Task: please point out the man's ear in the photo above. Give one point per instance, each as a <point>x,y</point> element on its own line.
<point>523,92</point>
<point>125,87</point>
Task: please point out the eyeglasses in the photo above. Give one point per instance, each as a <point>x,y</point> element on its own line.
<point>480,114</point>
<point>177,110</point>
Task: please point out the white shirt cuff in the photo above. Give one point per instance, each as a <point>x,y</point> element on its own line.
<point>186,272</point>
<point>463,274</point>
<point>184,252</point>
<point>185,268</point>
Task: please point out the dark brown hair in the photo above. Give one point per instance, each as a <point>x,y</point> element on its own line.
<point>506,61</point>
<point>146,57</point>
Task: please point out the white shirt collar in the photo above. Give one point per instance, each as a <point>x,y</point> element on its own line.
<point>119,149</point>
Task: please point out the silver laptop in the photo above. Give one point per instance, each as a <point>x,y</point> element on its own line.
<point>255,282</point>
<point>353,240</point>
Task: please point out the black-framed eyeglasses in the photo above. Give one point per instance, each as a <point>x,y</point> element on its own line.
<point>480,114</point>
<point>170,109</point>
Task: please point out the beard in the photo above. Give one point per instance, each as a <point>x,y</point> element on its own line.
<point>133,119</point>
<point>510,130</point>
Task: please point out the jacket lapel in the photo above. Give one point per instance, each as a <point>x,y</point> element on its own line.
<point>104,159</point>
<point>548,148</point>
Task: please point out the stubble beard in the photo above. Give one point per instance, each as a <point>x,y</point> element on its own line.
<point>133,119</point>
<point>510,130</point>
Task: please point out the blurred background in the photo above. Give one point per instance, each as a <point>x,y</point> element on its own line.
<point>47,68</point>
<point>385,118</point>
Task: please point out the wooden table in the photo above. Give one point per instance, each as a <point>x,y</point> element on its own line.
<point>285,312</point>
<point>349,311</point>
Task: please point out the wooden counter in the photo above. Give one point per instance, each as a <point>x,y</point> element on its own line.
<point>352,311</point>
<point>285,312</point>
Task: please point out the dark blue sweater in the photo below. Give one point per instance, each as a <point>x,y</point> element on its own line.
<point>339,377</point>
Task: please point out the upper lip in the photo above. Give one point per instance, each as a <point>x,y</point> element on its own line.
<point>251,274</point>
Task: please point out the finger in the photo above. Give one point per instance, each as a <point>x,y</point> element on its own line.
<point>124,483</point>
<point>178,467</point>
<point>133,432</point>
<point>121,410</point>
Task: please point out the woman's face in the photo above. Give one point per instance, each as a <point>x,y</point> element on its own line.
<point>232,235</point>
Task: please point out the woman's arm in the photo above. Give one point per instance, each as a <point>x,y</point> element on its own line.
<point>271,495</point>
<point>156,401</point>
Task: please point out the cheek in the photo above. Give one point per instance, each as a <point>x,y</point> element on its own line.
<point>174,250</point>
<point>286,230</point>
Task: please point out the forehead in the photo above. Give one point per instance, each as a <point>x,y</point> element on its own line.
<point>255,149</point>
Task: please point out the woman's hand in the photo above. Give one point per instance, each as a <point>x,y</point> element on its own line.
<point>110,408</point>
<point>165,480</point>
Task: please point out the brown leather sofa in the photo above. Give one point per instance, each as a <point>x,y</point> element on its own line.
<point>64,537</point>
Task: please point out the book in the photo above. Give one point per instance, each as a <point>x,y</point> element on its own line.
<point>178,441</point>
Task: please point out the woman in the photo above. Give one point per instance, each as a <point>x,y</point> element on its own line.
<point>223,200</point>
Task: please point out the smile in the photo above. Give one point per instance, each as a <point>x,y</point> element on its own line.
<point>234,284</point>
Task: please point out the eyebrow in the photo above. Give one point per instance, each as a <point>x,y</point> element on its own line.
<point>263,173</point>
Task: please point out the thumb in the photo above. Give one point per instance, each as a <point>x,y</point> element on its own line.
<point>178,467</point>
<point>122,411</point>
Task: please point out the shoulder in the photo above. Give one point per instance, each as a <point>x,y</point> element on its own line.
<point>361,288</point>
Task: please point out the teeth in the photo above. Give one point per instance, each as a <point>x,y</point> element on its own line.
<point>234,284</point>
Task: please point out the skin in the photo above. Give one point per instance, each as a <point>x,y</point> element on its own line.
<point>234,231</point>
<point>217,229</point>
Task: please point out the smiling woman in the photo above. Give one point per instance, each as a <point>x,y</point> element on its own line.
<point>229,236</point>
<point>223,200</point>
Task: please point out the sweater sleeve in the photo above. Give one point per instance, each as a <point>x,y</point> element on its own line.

┄┄┄┄┄┄┄┄┄┄┄┄┄┄┄┄┄┄┄┄

- [Required work]: Render all of the data above as a Markdown table with two columns, "Index" for the row number and "Content" for the line, omitting any blank lines.

- [Written answer]:
| Index | Content |
|---|---|
| 1 | Task: please point out the man's ear in the photo above. Give one point per instance, each as a <point>x,y</point> element on its own line. |
| 2 | <point>523,92</point> |
| 3 | <point>125,87</point> |
| 4 | Task: please point out the eyeglasses in the photo above. Give one point per instance, each as a <point>x,y</point> element on its own line. |
| 5 | <point>480,114</point> |
| 6 | <point>177,110</point> |
| 7 | Task: please point out the white shirt cuff in the photo above. Give one point per instance, each as a <point>x,y</point> element on its own line. |
| 8 | <point>186,272</point> |
| 9 | <point>463,274</point> |
| 10 | <point>184,252</point> |
| 11 | <point>185,268</point> |
| 12 | Task: please point out the dark brown hair in the photo above. Give one point per instance, each as a <point>x,y</point> element on its own line. |
| 13 | <point>506,61</point> |
| 14 | <point>146,57</point> |
| 15 | Task: please point out the white shirt collar in the photo above. Give one point per instance, each as a <point>x,y</point> element on its own line. |
| 16 | <point>119,149</point> |
| 17 | Task: please point out the silver laptop in the photo above. Give one point per instance, each as a <point>x,y</point> element on its own line. |
| 18 | <point>255,282</point> |
| 19 | <point>353,240</point> |
| 20 | Task: please point out the black-framed eyeglasses in the photo above. Give one point per instance, each as a <point>x,y</point> element on its own line. |
| 21 | <point>480,114</point> |
| 22 | <point>170,109</point> |
| 23 | Task: please point out the beard in the photo above. Give one point per instance, each as a <point>x,y</point> element on its own line. |
| 24 | <point>133,119</point> |
| 25 | <point>510,130</point> |
| 26 | Task: please point out the jacket lapel in the photo above. Give one point per instance, each as a <point>x,y</point> element on its own line. |
| 27 | <point>104,159</point> |
| 28 | <point>548,148</point> |
| 29 | Task: please point out the stubble beard in the photo above. Give one point per instance, each as a <point>x,y</point> element on its own line. |
| 30 | <point>133,119</point> |
| 31 | <point>510,130</point> |
| 32 | Task: please point out the blurred background in the photo above. Give one point per instance, each as a <point>x,y</point> element on its own line. |
| 33 | <point>47,68</point> |
| 34 | <point>385,118</point> |
| 35 | Task: please point out the wooden table in the photo above. Give one point per instance, each as a <point>x,y</point> element on its own line. |
| 36 | <point>285,312</point> |
| 37 | <point>349,311</point> |
| 38 | Task: please point out the wooden counter in the photo above. Give one point per instance, each as a <point>x,y</point> element on its own line. |
| 39 | <point>352,311</point> |
| 40 | <point>285,312</point> |
| 41 | Task: please point out the dark blue sweater in the photo below. Give one point per instance, each as a <point>x,y</point> element on its own line. |
| 42 | <point>339,377</point> |
| 43 | Task: please point out the upper lip in the photo above. Give one point per instance, each as a <point>x,y</point> element on its own line. |
| 44 | <point>251,274</point> |
| 45 | Task: please point out the finger in the photo above. Give one point per instance, each as a <point>x,y</point> element on its own line. |
| 46 | <point>124,483</point> |
| 47 | <point>178,467</point> |
| 48 | <point>133,432</point> |
| 49 | <point>121,410</point> |
| 50 | Task: please point out the woman's face in the photo above. Give one point per instance, each as a <point>x,y</point> element on its own line. |
| 51 | <point>232,235</point> |
| 52 | Task: please point out the woman's arm in the photo above. Give one point per instance, each as a <point>x,y</point> element on its own line. |
| 53 | <point>271,495</point> |
| 54 | <point>156,401</point> |
| 55 | Task: please point out the cheek in the photo above. Give one point per instance, each as a <point>x,y</point> element on its own line. |
| 56 | <point>174,250</point> |
| 57 | <point>286,230</point> |
| 58 | Task: please point out the forehead in the photo above. Give one point per instance, each as a <point>x,y</point> element on its own line. |
| 59 | <point>255,149</point> |
| 60 | Task: please point out the woman's hand in the photo above. Give one point per instance, each as a <point>x,y</point> element on its own line. |
| 61 | <point>110,408</point> |
| 62 | <point>165,480</point> |
| 63 | Task: please point out the brown leather sofa in the photo above. Give one point per instance, each as a <point>x,y</point> element on its own line. |
| 64 | <point>64,537</point> |
| 65 | Task: please point out the book in the photo above. Give one point per instance, each as a <point>x,y</point> element on its own line. |
| 66 | <point>178,441</point> |
| 67 | Task: please point out the woman in the photo above. Give one point per instance, each as a <point>x,y</point> element on its own line. |
| 68 | <point>223,200</point> |
| 69 | Task: please point out the smile in the photo above. Give one point per instance, each as a <point>x,y</point> element on its own line. |
| 70 | <point>234,284</point> |
| 71 | Task: please point out the eyebrow in the photo above. Give one point per instance, each as a <point>x,y</point> element on its own line. |
| 72 | <point>263,173</point> |
| 73 | Task: please point out the thumb in the photo above. Give one point per instance, each as a <point>x,y</point> element on its own line. |
| 74 | <point>178,467</point> |
| 75 | <point>122,411</point> |
| 76 | Task: please point out the shoulder in the photo above. Give one point per instance, each as a <point>x,y</point> element on its own line. |
| 77 | <point>361,288</point> |
| 78 | Task: please point out the teeth in the photo above. Give one point per instance, each as a <point>x,y</point> element on its own line. |
| 79 | <point>234,284</point> |
| 80 | Task: please point out the skin in the photo above. Give one point per instance, each as a <point>x,y</point> element on its own line. |
| 81 | <point>234,231</point> |
| 82 | <point>217,229</point> |
| 83 | Task: please point out the smiling woman in the photo above. Give one point per instance, each as a <point>x,y</point> element on its own line. |
| 84 | <point>229,236</point> |
| 85 | <point>223,200</point> |
| 86 | Task: please point out the sweater sleeve in the photo above. Give one point per instance, each as a <point>x,y</point> element on its own line. |